## WHAT IS NEEDED
Write out, word for word, every line from the start of the records through the line that contains "POLYGON ((101 63, 101", including that line.
======
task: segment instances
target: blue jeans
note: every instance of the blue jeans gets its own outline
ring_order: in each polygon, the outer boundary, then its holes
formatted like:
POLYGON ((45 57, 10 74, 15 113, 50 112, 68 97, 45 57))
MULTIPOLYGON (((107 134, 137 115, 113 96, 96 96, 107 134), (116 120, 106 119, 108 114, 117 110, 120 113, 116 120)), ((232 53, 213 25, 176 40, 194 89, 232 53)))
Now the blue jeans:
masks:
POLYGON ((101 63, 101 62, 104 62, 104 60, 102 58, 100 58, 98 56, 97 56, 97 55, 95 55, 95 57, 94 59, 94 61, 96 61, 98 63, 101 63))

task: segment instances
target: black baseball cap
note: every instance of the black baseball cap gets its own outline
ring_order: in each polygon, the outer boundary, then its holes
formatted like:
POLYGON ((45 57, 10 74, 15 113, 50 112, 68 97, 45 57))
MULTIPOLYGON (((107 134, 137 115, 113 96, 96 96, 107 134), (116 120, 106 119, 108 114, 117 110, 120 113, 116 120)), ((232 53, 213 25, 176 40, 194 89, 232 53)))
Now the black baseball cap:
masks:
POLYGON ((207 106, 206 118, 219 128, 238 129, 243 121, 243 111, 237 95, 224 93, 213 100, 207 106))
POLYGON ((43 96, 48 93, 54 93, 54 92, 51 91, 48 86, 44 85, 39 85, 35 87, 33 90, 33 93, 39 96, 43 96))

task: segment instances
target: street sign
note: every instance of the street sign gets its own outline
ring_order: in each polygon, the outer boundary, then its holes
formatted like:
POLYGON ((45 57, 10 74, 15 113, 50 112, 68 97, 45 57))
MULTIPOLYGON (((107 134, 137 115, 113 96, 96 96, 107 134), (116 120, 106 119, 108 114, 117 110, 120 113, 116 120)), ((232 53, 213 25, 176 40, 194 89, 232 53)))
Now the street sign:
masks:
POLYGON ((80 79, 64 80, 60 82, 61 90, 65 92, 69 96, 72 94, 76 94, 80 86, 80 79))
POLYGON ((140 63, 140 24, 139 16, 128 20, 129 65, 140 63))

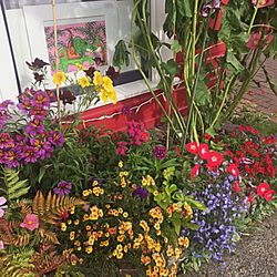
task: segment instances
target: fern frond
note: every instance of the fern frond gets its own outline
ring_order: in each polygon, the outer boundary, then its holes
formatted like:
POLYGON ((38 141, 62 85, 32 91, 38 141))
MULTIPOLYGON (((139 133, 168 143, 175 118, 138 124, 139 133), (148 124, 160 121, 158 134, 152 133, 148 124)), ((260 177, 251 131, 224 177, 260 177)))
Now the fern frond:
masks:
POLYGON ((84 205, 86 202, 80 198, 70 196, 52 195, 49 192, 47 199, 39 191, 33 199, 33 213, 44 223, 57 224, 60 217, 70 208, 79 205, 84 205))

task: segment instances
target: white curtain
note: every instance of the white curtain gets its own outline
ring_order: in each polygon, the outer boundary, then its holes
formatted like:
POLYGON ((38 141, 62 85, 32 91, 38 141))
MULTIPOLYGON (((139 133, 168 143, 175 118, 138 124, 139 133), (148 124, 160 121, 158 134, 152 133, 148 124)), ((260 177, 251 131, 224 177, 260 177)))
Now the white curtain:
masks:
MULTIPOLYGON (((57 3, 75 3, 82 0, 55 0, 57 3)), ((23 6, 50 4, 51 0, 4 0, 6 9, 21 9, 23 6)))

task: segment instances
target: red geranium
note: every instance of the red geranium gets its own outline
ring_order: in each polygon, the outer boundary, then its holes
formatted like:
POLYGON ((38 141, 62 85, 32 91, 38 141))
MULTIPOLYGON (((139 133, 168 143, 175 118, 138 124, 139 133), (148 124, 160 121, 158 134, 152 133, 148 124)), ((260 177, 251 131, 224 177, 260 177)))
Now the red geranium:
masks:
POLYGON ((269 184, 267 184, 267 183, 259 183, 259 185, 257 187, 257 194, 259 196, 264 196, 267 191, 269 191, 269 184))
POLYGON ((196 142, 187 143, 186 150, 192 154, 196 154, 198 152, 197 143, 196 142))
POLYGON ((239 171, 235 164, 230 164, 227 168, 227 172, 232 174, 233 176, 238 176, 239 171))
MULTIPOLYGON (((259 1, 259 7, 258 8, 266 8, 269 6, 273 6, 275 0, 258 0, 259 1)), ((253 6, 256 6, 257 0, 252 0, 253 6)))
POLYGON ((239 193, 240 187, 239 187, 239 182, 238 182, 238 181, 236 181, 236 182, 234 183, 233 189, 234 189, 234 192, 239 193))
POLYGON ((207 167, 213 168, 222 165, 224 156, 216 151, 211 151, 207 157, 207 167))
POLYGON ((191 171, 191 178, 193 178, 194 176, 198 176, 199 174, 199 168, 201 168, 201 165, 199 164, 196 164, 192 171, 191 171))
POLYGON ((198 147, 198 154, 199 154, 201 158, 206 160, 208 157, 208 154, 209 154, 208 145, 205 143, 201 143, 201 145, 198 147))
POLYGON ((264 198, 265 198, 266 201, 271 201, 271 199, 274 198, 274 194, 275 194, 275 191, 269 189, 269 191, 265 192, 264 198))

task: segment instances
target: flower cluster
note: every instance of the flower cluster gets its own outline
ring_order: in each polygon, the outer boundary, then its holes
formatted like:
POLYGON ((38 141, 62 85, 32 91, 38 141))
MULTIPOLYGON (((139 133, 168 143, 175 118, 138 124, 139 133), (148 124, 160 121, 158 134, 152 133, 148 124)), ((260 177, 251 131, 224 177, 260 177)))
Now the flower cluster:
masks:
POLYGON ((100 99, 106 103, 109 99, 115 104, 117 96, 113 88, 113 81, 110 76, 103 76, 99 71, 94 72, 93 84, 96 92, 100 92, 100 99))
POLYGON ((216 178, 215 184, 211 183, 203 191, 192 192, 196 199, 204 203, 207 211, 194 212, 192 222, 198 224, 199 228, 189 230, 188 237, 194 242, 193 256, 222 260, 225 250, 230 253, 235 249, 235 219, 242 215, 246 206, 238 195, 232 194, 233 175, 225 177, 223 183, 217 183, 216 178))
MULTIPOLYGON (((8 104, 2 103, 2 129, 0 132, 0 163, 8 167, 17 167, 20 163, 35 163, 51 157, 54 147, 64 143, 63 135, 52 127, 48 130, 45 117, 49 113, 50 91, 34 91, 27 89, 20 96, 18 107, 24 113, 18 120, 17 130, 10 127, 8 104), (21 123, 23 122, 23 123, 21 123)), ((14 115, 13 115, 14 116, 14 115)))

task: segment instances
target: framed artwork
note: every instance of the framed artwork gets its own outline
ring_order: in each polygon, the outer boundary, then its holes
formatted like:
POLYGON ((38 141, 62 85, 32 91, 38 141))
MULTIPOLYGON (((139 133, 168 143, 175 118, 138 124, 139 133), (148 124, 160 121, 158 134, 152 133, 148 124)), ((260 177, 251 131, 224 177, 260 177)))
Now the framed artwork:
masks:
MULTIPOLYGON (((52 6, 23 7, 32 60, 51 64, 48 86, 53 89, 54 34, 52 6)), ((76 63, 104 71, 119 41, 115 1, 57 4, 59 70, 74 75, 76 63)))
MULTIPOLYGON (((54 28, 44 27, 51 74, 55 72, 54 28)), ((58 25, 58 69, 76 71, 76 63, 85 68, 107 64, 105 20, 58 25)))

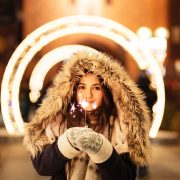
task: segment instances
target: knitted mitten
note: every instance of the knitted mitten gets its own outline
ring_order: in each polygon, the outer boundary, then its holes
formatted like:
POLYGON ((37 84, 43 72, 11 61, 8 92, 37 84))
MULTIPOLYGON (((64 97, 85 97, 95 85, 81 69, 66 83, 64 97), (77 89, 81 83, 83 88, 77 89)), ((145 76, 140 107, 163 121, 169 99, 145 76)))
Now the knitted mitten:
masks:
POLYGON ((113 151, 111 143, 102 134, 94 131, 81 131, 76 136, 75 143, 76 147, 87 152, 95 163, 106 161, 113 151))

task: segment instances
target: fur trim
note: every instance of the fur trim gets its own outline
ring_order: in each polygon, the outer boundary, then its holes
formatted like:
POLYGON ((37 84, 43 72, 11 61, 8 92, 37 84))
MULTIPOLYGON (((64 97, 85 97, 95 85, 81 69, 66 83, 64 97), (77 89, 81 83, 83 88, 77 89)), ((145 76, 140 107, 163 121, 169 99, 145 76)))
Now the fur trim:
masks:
======
## WRITTEN ANSWER
task: segment instances
target: blue jeans
note: every instance of the blue jeans gets its own outline
ring_order: in each polygon, the outer boundary, then its holes
formatted like:
POLYGON ((45 57, 10 74, 15 113, 50 112, 68 97, 45 57))
MULTIPOLYGON (((107 134, 137 115, 113 96, 96 96, 107 134), (116 120, 106 119, 108 114, 117 110, 120 113, 116 120)), ((232 53, 213 25, 176 40, 194 89, 232 53)))
Now the blue jeans:
masks:
POLYGON ((101 63, 101 62, 104 62, 104 60, 102 58, 100 58, 98 56, 97 56, 97 55, 95 55, 95 57, 94 59, 94 61, 96 61, 98 63, 101 63))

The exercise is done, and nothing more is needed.